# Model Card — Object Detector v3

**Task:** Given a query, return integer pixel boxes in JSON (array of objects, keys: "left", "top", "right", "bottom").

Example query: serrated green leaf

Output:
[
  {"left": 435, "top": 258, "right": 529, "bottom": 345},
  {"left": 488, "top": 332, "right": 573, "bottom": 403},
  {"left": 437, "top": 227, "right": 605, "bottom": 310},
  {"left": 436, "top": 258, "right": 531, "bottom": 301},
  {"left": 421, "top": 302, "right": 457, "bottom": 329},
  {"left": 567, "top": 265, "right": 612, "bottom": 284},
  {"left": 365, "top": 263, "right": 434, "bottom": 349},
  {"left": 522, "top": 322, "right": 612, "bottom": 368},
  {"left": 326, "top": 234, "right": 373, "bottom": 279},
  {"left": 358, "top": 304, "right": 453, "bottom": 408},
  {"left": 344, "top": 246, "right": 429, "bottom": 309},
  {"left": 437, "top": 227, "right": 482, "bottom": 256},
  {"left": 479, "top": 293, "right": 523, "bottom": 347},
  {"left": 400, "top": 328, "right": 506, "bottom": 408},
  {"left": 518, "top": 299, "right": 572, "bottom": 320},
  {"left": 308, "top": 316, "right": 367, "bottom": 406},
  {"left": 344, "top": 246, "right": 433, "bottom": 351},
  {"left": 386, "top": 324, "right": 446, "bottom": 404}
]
::::
## Directions
Using the entries above, output exactly the lines between the line holding "a query, return" and the line holding "Example query: serrated green leaf", end lines included, and nothing more.

## Result of this exercise
**Task:** Given a query, return integer pixel boxes in JSON (array of objects, keys: "left", "top", "right", "bottom").

Example query: serrated green leaf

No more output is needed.